• Instructions for the task:
At the line containing "Query: teeth", start repeating the entries exactly, and continue through the last line.

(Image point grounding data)
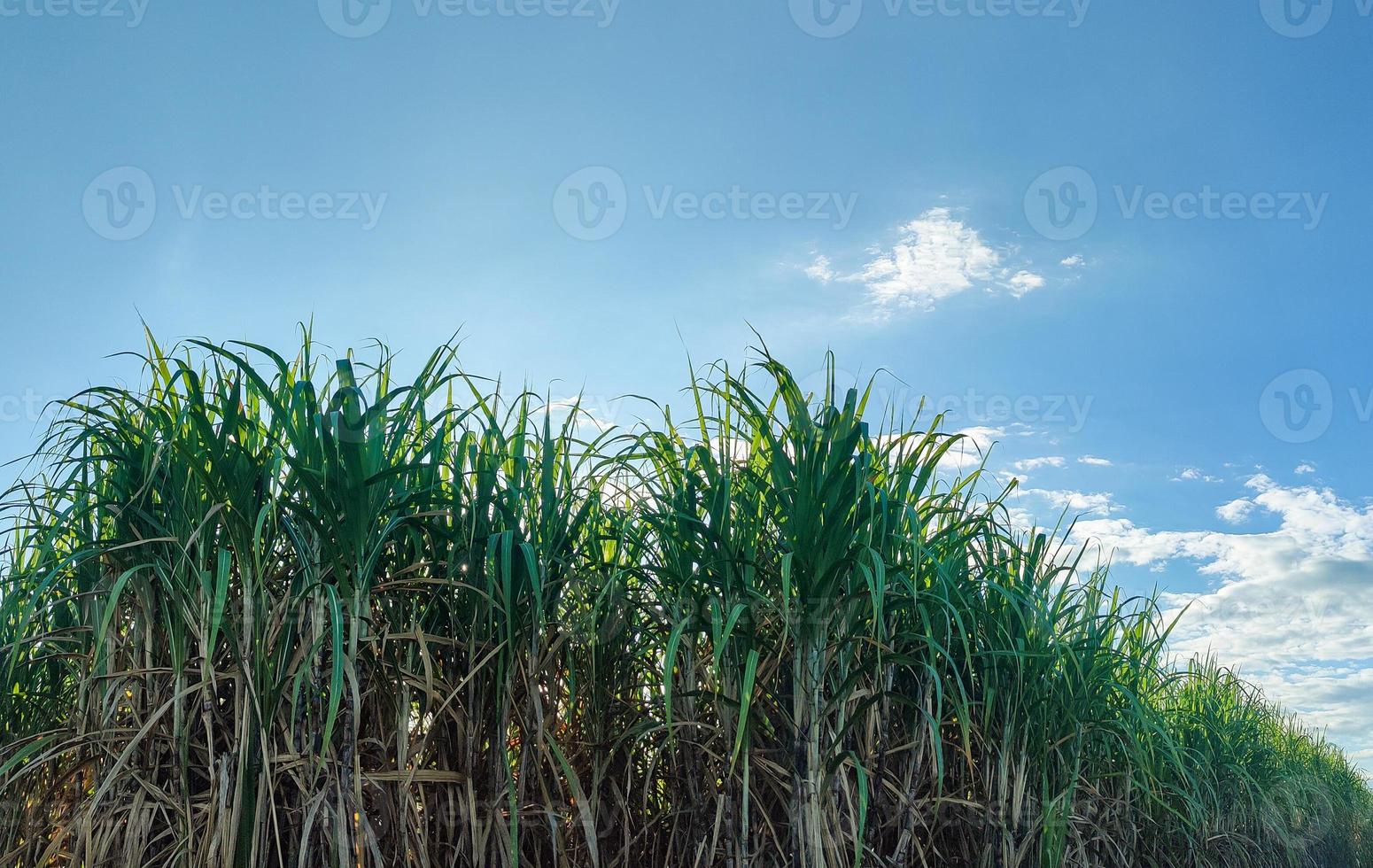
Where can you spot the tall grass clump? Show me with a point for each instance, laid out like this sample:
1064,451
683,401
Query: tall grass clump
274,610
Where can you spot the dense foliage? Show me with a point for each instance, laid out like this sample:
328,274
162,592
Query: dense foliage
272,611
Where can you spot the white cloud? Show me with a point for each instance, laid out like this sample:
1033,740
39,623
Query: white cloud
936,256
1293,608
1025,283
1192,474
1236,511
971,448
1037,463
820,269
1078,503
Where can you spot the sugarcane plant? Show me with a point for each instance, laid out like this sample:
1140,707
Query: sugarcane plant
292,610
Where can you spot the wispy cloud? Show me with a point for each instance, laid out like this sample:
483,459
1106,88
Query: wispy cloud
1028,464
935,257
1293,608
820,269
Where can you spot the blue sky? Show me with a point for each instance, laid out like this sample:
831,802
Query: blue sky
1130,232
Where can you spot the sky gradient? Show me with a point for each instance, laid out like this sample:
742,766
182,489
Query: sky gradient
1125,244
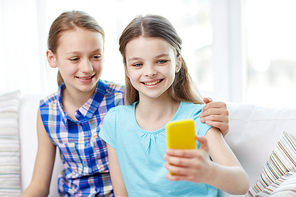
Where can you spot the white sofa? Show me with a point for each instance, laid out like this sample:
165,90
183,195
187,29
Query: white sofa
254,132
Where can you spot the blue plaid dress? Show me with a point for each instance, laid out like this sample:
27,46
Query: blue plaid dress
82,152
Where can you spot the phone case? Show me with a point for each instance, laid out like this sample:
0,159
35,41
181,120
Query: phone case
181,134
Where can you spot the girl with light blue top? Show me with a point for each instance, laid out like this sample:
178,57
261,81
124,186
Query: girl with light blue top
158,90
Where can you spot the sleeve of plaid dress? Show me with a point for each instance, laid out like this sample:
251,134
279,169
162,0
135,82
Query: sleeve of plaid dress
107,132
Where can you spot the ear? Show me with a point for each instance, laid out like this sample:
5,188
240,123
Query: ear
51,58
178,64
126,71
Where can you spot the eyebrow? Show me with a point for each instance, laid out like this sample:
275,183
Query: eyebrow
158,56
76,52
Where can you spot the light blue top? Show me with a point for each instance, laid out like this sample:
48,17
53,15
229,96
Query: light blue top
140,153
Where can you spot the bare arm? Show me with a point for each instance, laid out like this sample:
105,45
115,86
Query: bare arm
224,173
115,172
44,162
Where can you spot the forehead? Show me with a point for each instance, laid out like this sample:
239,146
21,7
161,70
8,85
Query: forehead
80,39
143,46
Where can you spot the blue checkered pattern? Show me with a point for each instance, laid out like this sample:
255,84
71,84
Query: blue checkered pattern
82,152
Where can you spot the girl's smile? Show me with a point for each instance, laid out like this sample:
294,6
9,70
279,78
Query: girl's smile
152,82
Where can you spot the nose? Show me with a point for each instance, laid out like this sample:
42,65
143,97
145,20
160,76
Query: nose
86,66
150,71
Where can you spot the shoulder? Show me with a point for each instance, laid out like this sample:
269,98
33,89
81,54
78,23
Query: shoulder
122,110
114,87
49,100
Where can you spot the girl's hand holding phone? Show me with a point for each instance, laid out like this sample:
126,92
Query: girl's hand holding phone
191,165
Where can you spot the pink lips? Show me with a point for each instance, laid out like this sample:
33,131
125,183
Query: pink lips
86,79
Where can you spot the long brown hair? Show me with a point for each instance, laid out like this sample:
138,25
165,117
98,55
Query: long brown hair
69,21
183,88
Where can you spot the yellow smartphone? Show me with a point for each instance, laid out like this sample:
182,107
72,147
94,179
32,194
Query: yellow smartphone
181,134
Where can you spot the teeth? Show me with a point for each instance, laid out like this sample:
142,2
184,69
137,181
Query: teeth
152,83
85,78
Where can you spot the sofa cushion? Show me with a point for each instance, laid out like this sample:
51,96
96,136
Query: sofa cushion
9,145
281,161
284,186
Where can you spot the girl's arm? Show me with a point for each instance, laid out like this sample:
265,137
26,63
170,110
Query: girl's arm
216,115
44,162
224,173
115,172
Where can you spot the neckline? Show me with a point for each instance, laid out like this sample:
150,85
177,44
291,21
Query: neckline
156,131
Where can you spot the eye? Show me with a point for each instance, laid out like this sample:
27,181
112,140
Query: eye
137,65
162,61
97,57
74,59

• Task solution:
Query: teeth
152,83
85,78
Where can you spot the sofa cushion? Show me with a point for each instance, laid out like this sample:
51,96
96,136
Query: sofa cushion
9,145
281,161
284,186
Where can you spot the girl's arm? Show me with a point for each instance, laid out like this sample:
265,137
26,63
170,110
Query: girl's arm
216,115
44,162
224,173
115,172
Where can you spot the neckline? Show me with a point for each instance, laid out like this sample:
150,85
177,44
291,21
Query: neckline
156,131
Where can you spot the eye? Show me with a point for each instance, laid out like this sample:
27,181
112,140
Query: eye
137,65
162,61
97,57
74,59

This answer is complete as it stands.